» SET PROBLEM: Filter the listing below and copy out every line that contains the string "blue". Matching is case-sensitive.

#### DATA TO PROCESS ####

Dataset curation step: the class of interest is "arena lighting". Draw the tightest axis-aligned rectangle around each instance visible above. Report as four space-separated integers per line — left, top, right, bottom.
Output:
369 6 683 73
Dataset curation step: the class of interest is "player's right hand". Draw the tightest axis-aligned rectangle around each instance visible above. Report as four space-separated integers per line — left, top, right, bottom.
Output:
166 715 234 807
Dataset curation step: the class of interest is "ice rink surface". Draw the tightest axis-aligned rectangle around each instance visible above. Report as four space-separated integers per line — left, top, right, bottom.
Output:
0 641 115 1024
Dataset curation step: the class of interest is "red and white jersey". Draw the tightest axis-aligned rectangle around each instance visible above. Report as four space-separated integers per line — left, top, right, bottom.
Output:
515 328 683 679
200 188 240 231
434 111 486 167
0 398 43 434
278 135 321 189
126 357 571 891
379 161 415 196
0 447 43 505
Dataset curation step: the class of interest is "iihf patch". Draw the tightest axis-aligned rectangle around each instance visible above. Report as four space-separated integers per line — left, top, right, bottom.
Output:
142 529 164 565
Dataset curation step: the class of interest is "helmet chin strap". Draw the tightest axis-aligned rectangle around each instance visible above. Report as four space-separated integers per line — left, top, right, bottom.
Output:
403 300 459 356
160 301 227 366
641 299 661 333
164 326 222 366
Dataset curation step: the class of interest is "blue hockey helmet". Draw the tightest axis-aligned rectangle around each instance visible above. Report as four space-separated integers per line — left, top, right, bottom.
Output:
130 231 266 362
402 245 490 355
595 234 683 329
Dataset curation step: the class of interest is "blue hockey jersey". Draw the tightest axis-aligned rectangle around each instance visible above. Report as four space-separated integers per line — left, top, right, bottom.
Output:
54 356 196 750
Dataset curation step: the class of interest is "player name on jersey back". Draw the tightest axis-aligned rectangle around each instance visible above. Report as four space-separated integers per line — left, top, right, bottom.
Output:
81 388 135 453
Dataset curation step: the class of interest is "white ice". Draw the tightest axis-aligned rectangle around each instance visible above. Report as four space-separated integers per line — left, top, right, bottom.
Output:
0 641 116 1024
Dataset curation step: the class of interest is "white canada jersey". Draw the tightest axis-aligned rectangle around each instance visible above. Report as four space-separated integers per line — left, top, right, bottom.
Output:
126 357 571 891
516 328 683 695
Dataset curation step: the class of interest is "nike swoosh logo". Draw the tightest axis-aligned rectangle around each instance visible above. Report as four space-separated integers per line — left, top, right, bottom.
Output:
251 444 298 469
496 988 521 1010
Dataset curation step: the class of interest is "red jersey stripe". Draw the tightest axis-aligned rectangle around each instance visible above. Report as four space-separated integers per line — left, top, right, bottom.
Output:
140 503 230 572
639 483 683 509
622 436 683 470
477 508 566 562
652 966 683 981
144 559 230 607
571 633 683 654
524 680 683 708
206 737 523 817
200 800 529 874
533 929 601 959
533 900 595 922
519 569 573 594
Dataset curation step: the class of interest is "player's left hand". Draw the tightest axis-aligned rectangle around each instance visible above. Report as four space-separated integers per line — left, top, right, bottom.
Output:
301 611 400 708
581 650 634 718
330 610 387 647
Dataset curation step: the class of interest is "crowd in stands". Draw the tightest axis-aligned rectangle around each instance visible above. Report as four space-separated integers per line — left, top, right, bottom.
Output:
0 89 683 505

####
#### DATA TO PROCESS ####

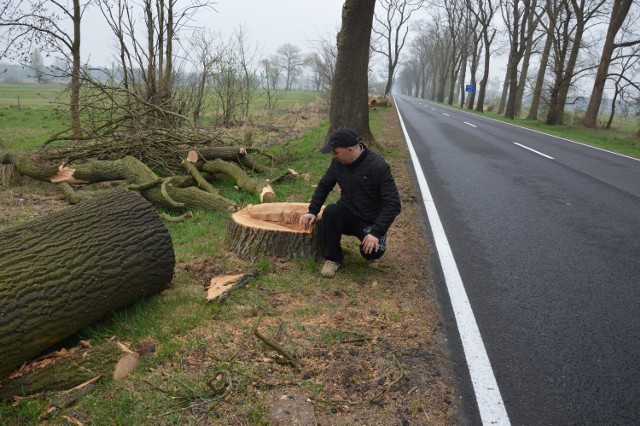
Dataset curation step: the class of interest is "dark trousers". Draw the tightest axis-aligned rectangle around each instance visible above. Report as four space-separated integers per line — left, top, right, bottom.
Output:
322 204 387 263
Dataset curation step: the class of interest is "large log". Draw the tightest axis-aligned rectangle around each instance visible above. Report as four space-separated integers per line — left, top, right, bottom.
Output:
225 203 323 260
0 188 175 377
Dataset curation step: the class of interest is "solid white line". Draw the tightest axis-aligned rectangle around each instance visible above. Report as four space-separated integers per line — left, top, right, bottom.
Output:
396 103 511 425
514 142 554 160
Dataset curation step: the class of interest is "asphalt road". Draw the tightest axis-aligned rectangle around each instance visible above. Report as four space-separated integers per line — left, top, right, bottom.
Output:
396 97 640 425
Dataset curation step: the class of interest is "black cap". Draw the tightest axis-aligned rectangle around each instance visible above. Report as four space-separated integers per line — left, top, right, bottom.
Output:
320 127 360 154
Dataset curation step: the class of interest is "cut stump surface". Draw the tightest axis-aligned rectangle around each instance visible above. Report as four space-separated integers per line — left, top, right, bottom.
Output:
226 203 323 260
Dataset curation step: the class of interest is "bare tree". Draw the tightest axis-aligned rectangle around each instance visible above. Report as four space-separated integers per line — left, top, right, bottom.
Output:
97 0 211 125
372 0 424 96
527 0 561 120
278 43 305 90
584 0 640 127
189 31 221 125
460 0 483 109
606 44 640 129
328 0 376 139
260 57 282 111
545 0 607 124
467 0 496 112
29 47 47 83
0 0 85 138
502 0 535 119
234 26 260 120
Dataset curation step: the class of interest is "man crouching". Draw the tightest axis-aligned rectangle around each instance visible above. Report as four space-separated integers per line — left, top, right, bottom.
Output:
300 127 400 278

####
#### DATA TO PROCESS ####

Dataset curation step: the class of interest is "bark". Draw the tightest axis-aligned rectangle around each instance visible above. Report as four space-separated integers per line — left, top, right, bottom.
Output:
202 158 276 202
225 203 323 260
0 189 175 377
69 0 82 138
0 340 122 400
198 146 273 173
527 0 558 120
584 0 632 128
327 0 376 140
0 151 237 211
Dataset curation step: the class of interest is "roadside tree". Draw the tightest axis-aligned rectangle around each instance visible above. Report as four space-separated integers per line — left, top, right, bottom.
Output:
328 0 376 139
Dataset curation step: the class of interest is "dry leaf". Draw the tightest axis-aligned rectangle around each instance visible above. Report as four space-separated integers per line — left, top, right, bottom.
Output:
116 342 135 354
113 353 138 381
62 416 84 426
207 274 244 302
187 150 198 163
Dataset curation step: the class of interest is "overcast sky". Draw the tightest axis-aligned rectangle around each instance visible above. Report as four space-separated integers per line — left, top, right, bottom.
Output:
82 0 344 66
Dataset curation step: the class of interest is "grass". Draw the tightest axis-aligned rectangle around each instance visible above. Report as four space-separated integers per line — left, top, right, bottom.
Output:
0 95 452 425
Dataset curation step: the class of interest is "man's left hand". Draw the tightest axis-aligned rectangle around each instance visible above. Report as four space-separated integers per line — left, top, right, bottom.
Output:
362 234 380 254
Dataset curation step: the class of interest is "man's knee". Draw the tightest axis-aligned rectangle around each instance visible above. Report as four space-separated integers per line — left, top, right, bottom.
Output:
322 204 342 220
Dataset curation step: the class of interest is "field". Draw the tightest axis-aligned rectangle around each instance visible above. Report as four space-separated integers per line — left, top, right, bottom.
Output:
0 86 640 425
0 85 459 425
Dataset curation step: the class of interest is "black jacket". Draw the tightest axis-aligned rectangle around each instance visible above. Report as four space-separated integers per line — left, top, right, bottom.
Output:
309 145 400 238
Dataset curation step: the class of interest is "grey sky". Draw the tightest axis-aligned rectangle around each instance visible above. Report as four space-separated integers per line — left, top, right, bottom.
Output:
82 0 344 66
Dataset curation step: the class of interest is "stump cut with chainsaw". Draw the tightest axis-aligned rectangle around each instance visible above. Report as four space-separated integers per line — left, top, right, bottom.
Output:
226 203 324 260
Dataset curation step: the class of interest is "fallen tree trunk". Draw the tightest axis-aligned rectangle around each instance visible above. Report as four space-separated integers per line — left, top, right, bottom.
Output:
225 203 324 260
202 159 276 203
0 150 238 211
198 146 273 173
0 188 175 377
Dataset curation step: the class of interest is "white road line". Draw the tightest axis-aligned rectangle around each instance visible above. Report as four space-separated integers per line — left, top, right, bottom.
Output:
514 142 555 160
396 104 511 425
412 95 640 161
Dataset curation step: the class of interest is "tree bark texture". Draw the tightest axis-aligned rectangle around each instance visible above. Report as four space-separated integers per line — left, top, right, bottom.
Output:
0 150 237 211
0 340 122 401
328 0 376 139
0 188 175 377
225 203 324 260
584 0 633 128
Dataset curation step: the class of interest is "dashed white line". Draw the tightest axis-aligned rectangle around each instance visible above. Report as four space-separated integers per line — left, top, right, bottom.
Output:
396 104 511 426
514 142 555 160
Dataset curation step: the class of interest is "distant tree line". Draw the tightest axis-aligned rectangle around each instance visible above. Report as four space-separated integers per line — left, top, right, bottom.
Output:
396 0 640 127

####

» TASK RESULT:
Dataset curation step: the class of interest is "blue hockey helmet". Draw the tightest axis-aligned rectangle around each instance visible above. Report as four space-separated integers per line — left, top, right, bottom.
Dataset curation step: the class of interest is "blue hockey jersey". Draw the tightest axis-aligned rectangle around each instance visible above. Report as four space-separated integers per line — left, top, right, bottom.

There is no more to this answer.